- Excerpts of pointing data
□ □ □ □ □

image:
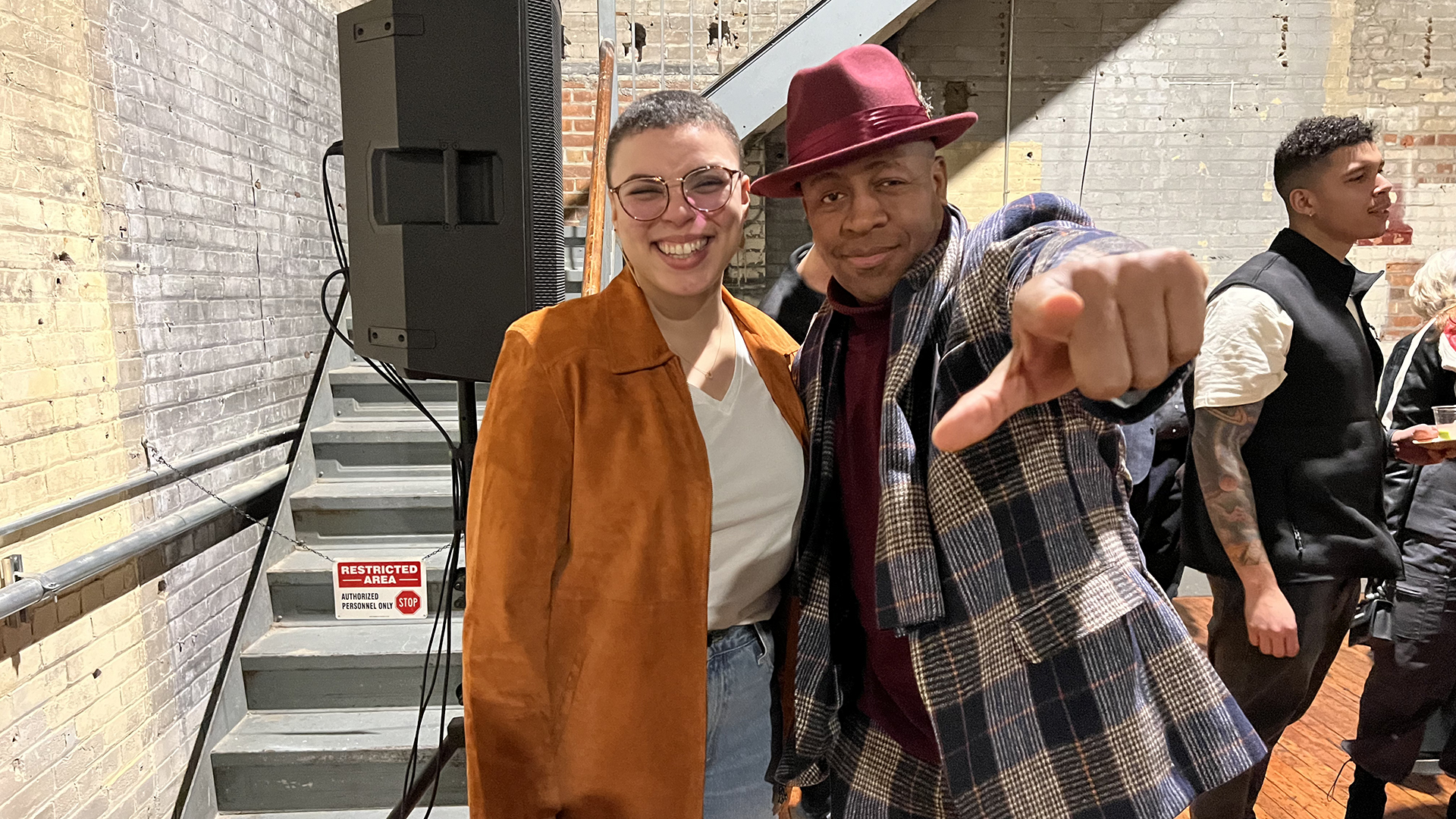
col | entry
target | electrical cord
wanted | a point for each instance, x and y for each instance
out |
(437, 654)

□ □ □ □ □

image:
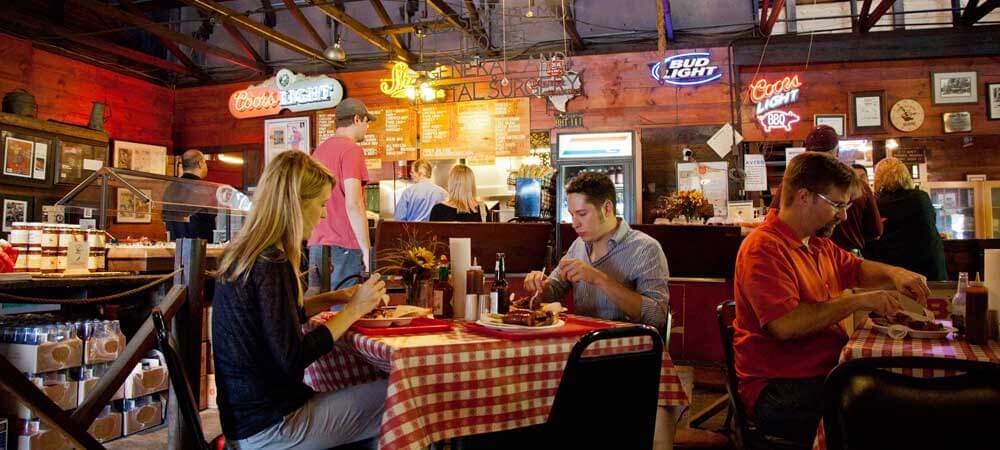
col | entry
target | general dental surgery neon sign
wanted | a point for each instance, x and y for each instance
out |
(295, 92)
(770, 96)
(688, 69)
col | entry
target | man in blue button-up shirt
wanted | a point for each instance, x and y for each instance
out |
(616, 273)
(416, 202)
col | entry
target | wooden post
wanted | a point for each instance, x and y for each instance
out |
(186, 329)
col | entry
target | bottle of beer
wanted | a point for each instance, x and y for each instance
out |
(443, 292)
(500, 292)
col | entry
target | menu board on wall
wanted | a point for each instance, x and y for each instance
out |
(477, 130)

□ □ □ □ □

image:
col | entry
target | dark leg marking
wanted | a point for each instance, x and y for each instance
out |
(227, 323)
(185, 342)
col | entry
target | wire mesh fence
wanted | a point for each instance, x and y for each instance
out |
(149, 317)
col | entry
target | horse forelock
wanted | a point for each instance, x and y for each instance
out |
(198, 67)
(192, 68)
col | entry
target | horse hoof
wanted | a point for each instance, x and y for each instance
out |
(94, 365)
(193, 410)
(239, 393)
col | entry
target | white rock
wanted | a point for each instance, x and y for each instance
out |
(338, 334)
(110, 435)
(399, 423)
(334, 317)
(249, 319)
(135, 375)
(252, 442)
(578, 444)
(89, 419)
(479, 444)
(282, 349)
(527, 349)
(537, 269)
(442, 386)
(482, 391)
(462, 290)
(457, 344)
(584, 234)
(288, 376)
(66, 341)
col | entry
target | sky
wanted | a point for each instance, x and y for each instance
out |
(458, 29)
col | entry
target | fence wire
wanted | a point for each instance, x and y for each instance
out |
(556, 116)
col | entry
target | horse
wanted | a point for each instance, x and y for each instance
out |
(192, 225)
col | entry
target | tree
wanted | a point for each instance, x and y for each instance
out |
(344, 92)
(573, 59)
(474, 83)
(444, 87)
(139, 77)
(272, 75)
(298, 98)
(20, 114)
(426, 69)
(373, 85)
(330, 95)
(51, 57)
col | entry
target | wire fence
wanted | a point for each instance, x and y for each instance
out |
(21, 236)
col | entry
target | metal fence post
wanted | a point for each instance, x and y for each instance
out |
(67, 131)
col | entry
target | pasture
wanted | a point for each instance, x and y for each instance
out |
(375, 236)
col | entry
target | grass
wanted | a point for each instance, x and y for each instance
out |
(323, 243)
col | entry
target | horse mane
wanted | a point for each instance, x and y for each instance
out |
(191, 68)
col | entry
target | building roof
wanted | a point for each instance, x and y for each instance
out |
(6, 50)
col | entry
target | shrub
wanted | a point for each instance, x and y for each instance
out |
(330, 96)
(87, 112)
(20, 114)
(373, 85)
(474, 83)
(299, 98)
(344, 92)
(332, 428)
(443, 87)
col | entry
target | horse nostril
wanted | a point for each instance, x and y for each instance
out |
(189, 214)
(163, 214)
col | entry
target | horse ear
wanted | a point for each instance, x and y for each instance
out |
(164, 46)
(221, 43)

□ □ □ □ □

Copy out every line in the entries above that contains the word "wire".

- The response
target | wire mesh fence
target | fence wire
target | wire fence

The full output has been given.